[EXERCISE BRIEF]
Extract each line of the rows below that contains the string "positive". Matching is case-sensitive.

-------- GIVEN INFORMATION

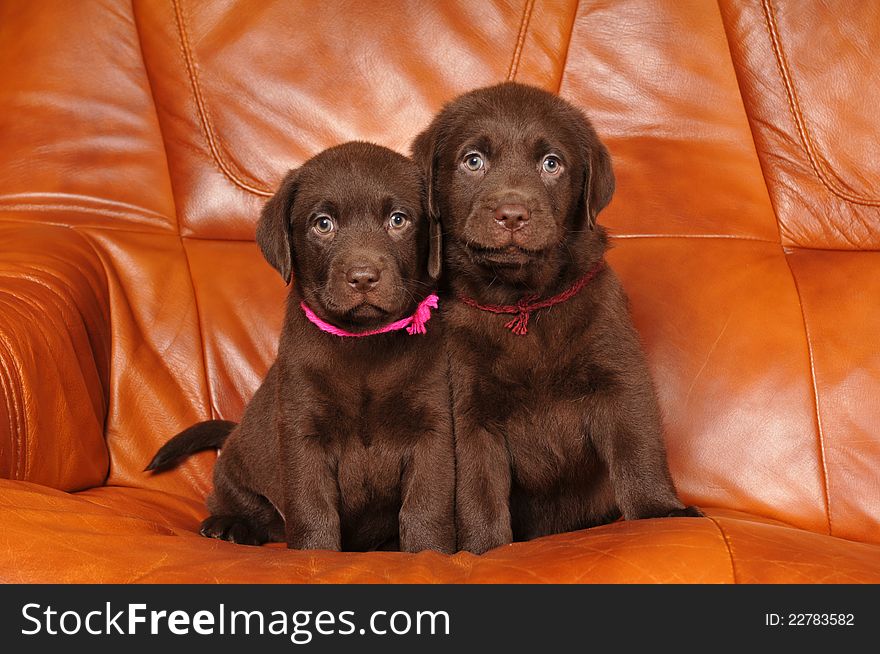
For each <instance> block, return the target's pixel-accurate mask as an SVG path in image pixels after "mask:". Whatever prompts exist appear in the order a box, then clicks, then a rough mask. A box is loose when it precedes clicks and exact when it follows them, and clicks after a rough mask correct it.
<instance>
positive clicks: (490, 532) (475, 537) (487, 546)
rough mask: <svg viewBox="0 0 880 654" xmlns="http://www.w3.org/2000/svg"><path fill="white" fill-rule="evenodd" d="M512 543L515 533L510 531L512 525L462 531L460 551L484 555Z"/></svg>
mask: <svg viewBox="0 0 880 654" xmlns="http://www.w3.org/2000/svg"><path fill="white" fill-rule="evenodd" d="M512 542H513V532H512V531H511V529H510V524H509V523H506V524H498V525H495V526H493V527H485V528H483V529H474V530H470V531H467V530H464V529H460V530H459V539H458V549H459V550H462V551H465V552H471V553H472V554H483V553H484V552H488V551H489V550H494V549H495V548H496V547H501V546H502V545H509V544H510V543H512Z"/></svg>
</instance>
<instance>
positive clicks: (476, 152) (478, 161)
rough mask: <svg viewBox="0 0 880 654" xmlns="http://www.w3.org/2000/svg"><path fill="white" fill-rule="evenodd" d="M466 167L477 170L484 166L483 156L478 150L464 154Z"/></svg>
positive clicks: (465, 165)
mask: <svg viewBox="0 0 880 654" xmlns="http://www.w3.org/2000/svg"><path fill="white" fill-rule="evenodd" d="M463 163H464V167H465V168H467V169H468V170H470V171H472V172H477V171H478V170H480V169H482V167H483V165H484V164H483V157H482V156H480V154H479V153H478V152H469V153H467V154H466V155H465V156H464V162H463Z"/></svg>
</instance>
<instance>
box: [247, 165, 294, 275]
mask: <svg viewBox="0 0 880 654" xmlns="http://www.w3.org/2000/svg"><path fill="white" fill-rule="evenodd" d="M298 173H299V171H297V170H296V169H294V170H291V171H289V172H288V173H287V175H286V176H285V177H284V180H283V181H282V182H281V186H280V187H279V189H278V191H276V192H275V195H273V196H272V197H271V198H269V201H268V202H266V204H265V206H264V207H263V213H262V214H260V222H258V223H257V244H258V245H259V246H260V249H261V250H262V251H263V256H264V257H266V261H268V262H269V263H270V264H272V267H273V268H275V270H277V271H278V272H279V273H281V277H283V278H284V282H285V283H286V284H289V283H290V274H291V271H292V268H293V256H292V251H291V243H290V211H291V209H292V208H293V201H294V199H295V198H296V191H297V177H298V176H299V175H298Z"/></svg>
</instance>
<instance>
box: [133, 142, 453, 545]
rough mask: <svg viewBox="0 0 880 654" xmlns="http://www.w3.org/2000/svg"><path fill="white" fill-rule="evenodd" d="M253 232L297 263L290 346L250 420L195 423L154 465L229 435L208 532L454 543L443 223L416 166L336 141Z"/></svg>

----------------
-------- GIVEN INFORMATION

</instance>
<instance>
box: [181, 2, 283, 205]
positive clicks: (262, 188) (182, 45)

----------------

[RESPONSE TO THE TASK]
positive clicks: (490, 532) (475, 537) (487, 546)
positive clicks: (476, 152) (478, 161)
positive clicks: (465, 165)
positive clicks: (262, 188) (182, 45)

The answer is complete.